*SELECTED EXCERPT:*
-----

Solvay v. Honeywell and an Alternative Route to a Central Patent Court in Europe

Guest post by Professor Marketa Trimble (UNLV)

When in 2006 the Court of Justice of the European Communities ("ECJ") clarified the rules of jurisdiction in the European Union ("EU") as they pertained to patent litigation, it left some crucial questions unanswered. The recent judgment of the ECJ in Solvay v. Honeywell (C-616/10, July 12, 2012) provides some additional answers and, most importantly, suggests that there could be a new route open for a central patent court in Europe. A possibility that such a court could informally emerge deserves attention, particularly because of the protracted and complicated negotiations surrounding the creation of a centralized patent court system in Europe, which have generated significant skepticism about the viability of the project as presented by the EU institutions.

-----

*DATA SECTION:*
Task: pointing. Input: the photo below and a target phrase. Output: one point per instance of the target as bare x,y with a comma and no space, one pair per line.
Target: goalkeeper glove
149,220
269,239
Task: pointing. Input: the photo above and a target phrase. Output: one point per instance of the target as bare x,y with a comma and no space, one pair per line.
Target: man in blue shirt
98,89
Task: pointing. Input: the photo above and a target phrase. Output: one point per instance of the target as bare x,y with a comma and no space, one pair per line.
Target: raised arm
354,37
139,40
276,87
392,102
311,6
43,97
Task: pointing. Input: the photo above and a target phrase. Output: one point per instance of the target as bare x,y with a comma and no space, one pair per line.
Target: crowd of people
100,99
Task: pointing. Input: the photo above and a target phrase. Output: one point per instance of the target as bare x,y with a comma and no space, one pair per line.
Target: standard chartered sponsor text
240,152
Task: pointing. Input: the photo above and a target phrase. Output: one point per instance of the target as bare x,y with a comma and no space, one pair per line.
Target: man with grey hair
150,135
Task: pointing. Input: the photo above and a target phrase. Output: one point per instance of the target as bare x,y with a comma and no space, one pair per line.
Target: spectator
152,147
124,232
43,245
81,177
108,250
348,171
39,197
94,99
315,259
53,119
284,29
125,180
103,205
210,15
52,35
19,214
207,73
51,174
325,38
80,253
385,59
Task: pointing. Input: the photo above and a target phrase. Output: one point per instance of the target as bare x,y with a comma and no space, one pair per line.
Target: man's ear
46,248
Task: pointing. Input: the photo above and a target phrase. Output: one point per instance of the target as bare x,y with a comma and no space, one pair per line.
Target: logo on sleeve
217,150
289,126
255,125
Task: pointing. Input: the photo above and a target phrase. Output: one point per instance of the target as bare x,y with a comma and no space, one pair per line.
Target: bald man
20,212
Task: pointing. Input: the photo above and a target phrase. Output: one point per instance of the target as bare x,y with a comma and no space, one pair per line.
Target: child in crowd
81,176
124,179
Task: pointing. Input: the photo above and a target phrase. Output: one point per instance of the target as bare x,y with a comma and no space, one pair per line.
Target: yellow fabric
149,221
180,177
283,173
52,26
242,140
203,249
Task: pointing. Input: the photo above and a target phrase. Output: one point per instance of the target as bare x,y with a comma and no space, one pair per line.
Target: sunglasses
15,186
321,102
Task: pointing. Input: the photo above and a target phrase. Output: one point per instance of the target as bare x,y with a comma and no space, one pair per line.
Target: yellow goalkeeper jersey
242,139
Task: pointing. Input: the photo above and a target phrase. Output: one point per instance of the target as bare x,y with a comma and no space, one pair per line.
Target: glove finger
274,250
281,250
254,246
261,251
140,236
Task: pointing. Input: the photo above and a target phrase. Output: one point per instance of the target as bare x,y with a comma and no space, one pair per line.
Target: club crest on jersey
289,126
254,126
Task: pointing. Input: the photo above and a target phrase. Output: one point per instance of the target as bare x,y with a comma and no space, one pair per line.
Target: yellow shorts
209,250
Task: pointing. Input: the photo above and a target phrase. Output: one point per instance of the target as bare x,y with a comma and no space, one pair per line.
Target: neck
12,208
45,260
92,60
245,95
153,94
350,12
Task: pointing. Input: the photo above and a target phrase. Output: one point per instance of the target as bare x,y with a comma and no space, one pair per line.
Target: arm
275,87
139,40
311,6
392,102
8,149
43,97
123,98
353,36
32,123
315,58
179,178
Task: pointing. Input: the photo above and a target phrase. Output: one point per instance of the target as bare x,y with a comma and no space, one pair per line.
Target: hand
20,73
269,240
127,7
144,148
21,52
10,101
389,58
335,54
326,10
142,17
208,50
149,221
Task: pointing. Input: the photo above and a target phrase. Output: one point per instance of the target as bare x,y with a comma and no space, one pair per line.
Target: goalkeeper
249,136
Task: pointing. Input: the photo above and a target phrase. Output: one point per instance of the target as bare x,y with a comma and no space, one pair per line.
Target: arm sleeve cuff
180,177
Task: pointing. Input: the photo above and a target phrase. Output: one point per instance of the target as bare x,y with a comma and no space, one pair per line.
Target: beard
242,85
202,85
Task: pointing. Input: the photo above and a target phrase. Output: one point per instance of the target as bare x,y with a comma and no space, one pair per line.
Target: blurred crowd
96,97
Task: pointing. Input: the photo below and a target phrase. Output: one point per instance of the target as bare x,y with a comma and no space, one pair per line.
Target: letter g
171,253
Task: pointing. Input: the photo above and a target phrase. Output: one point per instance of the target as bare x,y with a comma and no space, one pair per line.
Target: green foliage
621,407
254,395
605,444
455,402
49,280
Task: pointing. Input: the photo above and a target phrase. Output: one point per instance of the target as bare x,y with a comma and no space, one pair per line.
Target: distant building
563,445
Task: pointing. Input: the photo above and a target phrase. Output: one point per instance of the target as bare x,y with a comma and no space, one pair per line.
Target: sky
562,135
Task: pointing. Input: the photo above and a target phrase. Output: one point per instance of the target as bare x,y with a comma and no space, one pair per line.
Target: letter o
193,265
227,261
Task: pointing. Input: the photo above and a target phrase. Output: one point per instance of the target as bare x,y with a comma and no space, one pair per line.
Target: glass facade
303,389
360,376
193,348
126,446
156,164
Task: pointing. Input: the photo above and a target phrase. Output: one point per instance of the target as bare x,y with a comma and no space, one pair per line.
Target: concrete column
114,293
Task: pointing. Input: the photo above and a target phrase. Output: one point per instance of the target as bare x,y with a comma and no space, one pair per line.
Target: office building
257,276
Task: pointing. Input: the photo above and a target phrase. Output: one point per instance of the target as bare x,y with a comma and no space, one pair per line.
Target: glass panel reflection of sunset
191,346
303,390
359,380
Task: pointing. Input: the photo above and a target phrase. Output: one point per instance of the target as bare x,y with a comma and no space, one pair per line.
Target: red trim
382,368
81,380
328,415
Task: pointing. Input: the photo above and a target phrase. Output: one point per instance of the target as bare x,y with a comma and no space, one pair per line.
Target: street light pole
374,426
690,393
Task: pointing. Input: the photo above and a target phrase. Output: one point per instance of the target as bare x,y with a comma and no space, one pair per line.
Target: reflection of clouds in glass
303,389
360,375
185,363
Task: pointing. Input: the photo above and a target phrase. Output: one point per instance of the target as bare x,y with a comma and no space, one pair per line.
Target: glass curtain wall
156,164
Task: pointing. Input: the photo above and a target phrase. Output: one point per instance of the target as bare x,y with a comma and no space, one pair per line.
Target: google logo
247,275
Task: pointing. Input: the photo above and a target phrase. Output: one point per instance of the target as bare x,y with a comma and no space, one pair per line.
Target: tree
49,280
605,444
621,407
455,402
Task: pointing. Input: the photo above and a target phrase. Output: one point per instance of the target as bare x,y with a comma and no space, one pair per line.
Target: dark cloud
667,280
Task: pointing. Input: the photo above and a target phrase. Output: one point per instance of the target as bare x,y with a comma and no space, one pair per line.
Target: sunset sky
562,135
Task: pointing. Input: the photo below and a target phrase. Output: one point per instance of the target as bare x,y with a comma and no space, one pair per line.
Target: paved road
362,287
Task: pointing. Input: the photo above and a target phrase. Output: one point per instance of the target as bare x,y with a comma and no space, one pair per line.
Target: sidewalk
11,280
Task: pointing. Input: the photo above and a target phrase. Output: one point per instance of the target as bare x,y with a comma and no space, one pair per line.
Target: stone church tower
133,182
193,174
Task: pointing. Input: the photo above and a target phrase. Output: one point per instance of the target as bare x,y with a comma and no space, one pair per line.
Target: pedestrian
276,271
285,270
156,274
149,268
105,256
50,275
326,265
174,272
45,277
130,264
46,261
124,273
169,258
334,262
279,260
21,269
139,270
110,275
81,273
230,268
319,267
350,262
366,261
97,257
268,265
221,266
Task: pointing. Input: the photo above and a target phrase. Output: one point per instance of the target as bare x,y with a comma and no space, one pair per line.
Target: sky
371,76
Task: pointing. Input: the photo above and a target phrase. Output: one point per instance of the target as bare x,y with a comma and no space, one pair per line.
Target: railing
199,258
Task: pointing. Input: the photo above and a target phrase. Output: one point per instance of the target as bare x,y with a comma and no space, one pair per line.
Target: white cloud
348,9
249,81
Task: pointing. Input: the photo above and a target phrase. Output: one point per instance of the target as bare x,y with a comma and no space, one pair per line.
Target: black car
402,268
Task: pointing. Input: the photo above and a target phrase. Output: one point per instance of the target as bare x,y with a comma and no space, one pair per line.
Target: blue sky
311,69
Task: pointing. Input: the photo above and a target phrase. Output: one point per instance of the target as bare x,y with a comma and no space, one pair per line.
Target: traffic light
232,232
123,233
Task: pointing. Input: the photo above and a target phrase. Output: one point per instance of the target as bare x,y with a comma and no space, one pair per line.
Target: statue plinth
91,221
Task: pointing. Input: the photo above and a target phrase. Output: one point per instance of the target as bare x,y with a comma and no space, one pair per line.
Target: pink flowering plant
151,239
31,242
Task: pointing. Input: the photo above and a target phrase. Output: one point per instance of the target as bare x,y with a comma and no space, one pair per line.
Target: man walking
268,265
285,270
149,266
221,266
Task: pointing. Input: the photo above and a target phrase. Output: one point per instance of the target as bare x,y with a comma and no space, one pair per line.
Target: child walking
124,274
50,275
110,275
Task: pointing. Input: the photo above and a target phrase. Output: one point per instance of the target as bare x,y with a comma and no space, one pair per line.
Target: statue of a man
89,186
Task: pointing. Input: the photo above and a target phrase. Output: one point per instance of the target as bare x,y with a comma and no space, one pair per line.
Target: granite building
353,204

-----

*EXERCISE AIM:* Summarize the guest post on Solvay v. Honeywell in two sentences.

*CORRECT OUTPUT:* When the ECJ clarified EU jurisdiction rules for patent litigation in 2006, it left some crucial questions unanswered, and its July 12, 2012 judgment in Solvay v. Honeywell supplies more answers and suggests a new route to a central patent court in Europe. The chance that such a court could emerge informally deserves attention because long, complicated negotiations over a centralized patent court system have caused significant skepticism about the project as presented by the EU institutions.